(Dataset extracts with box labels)
+++++
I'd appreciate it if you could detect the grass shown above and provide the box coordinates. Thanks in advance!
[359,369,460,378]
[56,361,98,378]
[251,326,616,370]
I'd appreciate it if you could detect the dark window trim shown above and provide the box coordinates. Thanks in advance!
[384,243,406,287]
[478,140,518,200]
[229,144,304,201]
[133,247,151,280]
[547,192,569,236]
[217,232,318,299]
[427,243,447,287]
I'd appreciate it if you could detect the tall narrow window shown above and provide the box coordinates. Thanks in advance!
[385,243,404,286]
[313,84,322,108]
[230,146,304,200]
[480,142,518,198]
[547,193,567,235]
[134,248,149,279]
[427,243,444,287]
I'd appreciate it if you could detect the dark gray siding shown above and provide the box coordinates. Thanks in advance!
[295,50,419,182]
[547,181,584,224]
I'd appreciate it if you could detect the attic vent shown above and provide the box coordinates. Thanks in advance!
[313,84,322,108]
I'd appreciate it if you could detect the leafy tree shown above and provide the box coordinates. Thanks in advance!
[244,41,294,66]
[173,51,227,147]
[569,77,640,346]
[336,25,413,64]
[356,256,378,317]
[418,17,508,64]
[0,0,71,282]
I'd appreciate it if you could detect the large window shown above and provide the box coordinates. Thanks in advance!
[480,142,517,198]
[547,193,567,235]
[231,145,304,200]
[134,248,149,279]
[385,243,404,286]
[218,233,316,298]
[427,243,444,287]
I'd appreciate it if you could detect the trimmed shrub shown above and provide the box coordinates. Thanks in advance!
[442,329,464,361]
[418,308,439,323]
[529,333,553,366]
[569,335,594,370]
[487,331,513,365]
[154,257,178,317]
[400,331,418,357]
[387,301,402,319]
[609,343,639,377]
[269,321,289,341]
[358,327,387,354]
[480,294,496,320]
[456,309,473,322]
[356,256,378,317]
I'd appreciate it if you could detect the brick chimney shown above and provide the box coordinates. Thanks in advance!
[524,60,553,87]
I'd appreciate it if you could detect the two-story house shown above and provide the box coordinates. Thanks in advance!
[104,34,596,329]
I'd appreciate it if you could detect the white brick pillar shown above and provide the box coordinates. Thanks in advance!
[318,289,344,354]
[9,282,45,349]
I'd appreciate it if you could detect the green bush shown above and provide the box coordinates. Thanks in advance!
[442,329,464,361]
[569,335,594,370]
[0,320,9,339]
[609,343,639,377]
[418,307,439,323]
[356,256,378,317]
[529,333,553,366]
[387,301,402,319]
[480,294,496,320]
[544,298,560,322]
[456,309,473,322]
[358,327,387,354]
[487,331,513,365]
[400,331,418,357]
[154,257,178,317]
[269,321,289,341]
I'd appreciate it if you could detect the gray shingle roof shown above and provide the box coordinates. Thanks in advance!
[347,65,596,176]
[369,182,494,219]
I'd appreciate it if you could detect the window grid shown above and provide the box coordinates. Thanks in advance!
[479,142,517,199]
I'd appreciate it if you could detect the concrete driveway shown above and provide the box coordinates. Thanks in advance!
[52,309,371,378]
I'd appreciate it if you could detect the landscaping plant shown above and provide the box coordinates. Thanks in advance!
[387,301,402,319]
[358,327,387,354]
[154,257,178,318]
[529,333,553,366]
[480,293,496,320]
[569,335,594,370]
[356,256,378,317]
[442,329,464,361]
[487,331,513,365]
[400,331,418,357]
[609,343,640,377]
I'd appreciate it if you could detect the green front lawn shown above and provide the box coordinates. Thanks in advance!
+++++
## TASK INSTRUCTIONS
Return the lines of the listing from the line with "I'd appreciate it if you could detect the dark window" to the line with "[427,243,447,287]", both included, unchanged.

## OUTPUT OF THE EXERCISE
I'd appreciate it if you could detect the dark window trim shown above and provide the box coordinates. Thanks in advance!
[384,243,406,287]
[478,140,518,200]
[229,144,304,201]
[133,247,151,280]
[547,192,569,236]
[217,232,318,299]
[427,243,447,287]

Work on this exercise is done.